Records from a collection
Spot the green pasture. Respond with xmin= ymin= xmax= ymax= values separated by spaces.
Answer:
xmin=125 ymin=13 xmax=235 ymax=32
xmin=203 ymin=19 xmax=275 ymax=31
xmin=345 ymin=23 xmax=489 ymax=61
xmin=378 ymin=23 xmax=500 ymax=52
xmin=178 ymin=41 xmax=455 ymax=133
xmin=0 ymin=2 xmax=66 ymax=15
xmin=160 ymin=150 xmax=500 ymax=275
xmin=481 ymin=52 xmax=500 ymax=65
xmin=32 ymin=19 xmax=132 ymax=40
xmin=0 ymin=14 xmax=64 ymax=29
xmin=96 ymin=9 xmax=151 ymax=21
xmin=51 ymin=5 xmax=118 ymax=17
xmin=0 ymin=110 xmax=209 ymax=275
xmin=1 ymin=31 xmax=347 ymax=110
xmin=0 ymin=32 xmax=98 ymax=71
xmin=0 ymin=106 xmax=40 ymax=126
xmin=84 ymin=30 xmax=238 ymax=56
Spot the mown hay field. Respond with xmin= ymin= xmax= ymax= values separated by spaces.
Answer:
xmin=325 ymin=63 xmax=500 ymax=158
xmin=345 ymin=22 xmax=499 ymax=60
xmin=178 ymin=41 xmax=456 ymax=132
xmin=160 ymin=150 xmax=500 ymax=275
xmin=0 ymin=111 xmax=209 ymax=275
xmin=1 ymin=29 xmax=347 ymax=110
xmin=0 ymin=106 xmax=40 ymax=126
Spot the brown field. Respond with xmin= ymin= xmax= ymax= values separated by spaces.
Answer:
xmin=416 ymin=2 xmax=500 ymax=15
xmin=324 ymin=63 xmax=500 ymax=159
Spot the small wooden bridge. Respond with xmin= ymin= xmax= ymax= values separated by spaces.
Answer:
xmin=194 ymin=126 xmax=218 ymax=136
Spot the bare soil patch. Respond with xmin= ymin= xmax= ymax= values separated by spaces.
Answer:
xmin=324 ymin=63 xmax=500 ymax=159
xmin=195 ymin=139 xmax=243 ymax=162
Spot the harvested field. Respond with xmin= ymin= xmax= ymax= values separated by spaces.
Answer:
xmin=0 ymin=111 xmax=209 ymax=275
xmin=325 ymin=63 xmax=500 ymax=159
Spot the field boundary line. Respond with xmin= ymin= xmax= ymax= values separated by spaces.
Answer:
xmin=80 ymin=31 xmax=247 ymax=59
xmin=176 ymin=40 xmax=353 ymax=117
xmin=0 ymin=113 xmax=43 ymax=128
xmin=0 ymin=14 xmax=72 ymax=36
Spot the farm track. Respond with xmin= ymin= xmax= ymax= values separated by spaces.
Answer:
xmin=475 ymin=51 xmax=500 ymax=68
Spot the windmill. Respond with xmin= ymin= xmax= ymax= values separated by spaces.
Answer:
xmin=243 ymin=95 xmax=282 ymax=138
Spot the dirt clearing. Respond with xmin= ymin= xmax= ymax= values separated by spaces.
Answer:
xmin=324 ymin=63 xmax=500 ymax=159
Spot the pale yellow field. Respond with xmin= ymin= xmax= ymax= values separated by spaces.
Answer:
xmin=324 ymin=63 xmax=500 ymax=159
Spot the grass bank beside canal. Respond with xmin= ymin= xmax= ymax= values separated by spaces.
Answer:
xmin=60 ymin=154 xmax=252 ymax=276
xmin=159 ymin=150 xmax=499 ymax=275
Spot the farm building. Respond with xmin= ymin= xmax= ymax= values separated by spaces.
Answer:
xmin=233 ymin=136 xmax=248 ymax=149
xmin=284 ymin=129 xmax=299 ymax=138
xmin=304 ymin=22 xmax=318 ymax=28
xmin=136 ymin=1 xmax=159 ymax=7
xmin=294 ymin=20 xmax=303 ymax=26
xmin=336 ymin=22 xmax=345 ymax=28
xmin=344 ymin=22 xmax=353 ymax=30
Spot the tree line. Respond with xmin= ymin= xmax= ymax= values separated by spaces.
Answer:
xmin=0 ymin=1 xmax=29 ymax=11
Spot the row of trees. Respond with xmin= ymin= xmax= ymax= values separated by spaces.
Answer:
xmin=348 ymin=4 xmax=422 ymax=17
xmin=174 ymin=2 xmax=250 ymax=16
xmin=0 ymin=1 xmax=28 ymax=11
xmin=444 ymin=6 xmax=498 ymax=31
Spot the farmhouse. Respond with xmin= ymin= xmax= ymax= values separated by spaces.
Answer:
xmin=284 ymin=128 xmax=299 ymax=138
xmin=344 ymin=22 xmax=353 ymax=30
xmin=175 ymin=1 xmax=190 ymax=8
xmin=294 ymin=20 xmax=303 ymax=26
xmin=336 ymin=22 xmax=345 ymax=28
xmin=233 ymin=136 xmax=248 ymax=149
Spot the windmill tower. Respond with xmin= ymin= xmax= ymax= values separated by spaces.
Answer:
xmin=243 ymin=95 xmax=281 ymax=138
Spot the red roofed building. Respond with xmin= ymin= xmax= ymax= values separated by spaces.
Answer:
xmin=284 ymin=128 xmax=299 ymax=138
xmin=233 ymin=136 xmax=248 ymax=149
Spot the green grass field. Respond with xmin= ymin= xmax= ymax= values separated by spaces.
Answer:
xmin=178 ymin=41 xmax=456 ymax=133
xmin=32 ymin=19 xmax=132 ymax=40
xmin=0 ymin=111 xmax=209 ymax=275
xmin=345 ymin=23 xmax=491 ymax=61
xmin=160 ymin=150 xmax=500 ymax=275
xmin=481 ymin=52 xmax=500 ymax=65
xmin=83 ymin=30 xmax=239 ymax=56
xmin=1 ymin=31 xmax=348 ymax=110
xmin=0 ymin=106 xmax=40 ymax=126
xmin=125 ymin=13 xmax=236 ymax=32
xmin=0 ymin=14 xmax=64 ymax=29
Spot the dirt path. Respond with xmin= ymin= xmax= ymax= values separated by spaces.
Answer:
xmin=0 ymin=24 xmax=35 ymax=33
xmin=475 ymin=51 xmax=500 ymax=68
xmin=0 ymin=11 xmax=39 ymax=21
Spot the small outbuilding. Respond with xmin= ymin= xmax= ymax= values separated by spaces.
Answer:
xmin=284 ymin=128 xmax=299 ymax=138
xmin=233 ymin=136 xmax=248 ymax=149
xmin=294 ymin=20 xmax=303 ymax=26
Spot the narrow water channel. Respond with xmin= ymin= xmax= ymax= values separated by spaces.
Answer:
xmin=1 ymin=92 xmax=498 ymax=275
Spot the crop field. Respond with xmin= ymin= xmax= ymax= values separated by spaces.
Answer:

What you are asked to do
All lines from the one with "Spot the windmill tower." through the end of the data must be repeated exactly, and nothing else may be repeated.

Task output
Spot the windmill tower. Respond with xmin= ymin= xmax= ymax= values separated by spaces.
Answer:
xmin=243 ymin=95 xmax=281 ymax=138
Spot the red roofed building. Respond with xmin= ymin= xmax= ymax= values separated by spaces.
Answer:
xmin=284 ymin=128 xmax=299 ymax=138
xmin=233 ymin=136 xmax=248 ymax=149
Spot the green grass field. Respond with xmin= ymin= xmax= ymax= values separated by spaces.
Answer:
xmin=178 ymin=41 xmax=456 ymax=133
xmin=32 ymin=19 xmax=132 ymax=40
xmin=0 ymin=111 xmax=209 ymax=275
xmin=345 ymin=23 xmax=491 ymax=61
xmin=160 ymin=150 xmax=500 ymax=275
xmin=481 ymin=52 xmax=500 ymax=65
xmin=83 ymin=30 xmax=239 ymax=56
xmin=1 ymin=31 xmax=348 ymax=110
xmin=0 ymin=106 xmax=40 ymax=126
xmin=125 ymin=13 xmax=236 ymax=32
xmin=0 ymin=14 xmax=64 ymax=29
Spot the dirt path. Respond with xmin= ymin= xmax= ymax= values separated by spaces.
Answer:
xmin=0 ymin=24 xmax=35 ymax=33
xmin=475 ymin=51 xmax=500 ymax=68
xmin=0 ymin=11 xmax=39 ymax=21
Spot the small outbuilding. Respond with xmin= ymin= xmax= ymax= values separated by spaces.
Answer:
xmin=284 ymin=128 xmax=299 ymax=138
xmin=233 ymin=136 xmax=248 ymax=149
xmin=294 ymin=20 xmax=303 ymax=26
Spot the narrow water channel. Respond with xmin= ymin= xmax= ymax= values separated by spaces.
Answer:
xmin=1 ymin=92 xmax=498 ymax=275
Spot the crop field. Respond with xmin= ymin= xmax= ymax= values separated by spaces.
Answer:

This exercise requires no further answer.